*WORKING DATA*.
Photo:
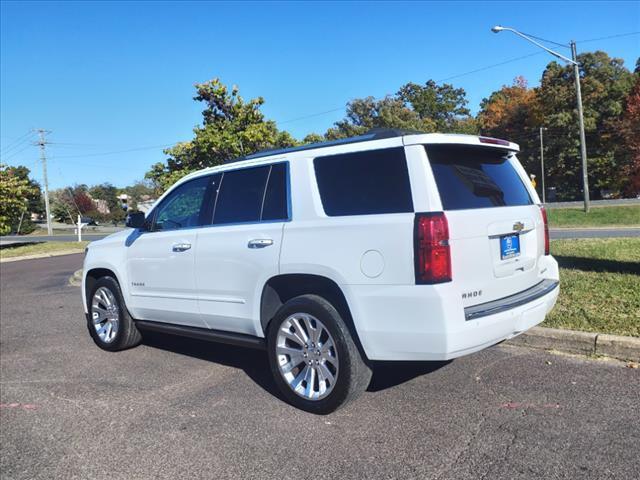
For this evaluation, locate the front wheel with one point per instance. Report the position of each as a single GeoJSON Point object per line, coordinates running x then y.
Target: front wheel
{"type": "Point", "coordinates": [108, 321]}
{"type": "Point", "coordinates": [313, 357]}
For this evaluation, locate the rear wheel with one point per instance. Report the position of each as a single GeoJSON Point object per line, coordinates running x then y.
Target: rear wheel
{"type": "Point", "coordinates": [108, 321]}
{"type": "Point", "coordinates": [313, 357]}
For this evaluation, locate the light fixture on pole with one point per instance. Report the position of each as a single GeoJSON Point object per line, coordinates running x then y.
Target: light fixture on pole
{"type": "Point", "coordinates": [576, 72]}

*WORK TO COMPLETE*. Convert the material above into a numbered list with one entry per line, omitting any blank lines. Leave the pictures out.

*PROBLEM SOLUTION*.
1. Photo:
2. For this evaluation, locate the front wheel with one point per instance. Report the position of each as a single GeoJSON Point object per line, coordinates running x then y.
3. Target: front wheel
4. {"type": "Point", "coordinates": [108, 321]}
5. {"type": "Point", "coordinates": [313, 357]}
6. For this evaluation, locate the rear wheel with one point per instance. Report the position of each as a single GeoJSON Point object per line, coordinates running x then y.
7. Target: rear wheel
8. {"type": "Point", "coordinates": [108, 321]}
9. {"type": "Point", "coordinates": [313, 357]}
10. For this evaluation, locate the light fixture on pole with one point per instance. Report the position of each as a single GeoJSON Point object per line, coordinates running x then y.
11. Target: light fixture on pole
12. {"type": "Point", "coordinates": [576, 72]}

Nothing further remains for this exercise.